What you are asked to do: Could you write out the post about the 800,000 jobs headline word for word, from "There go 800,000 jobs, for real this time? September" up to and including "Out the Door."?

Passage shown:
--- START ---
There go 800,000 jobs, for real this time?

There go 800,000 jobs, for real this time? September 29, 2010

1970; Hippies vs Hardhats

Back in 2005, when unemployment figures were averaging about 5.1 percent, and the press was continually reporting any and all good economic or employment news with the almighty “but,” CNNMoney ran a particularly misleading headline: “There Go 800,000 Jobs Out the Door.

The expected downturn in the housing market could end up costing 800,000 construction and finance jobs, putting a big dent in economic growth over the next two years, a report from UCLA said.

Now, obviously, downturns have occurred, and bubbles have burst, but I remember being particularly incensed by that headline which seemed to me just another example of the press talking down the economy, every chance they could.
--- END ---
Dataset content:
--- START ---
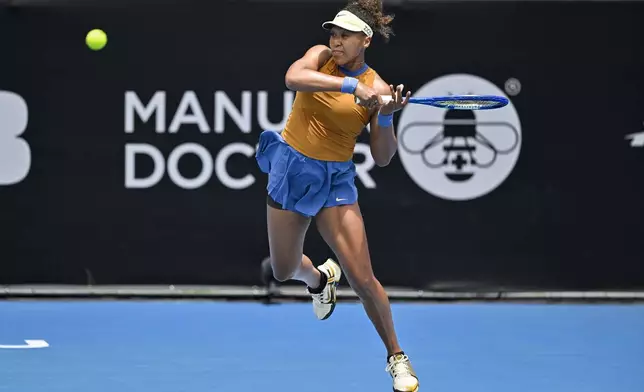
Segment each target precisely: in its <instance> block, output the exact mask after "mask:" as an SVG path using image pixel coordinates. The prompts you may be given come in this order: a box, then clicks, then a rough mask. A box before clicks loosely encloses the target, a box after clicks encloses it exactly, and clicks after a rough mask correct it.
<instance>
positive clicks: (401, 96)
mask: <svg viewBox="0 0 644 392" xmlns="http://www.w3.org/2000/svg"><path fill="white" fill-rule="evenodd" d="M403 88H405V86H404V85H402V84H399V85H398V87H396V88H395V89H394V85H393V84H390V85H389V89H390V90H391V98H392V99H391V100H390V101H389V102H385V103H384V104H383V105H382V106H380V114H383V115H389V114H392V113H394V112H397V111H399V110H400V109H402V108H404V107H405V106H406V105H407V102H409V97H411V91H407V94H405V95H403Z"/></svg>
--- END ---
Output of the task:
There go 800,000 jobs, for real this time? September 29, 2010

1970; Hippies vs Hardhats

Back in 2005, when unemployment figures were averaging about 5.1 percent, and the press was continually reporting any and all good economic or employment news with the almighty “but,” CNNMoney ran a particularly misleading headline: “There Go 800,000 Jobs Out the Door.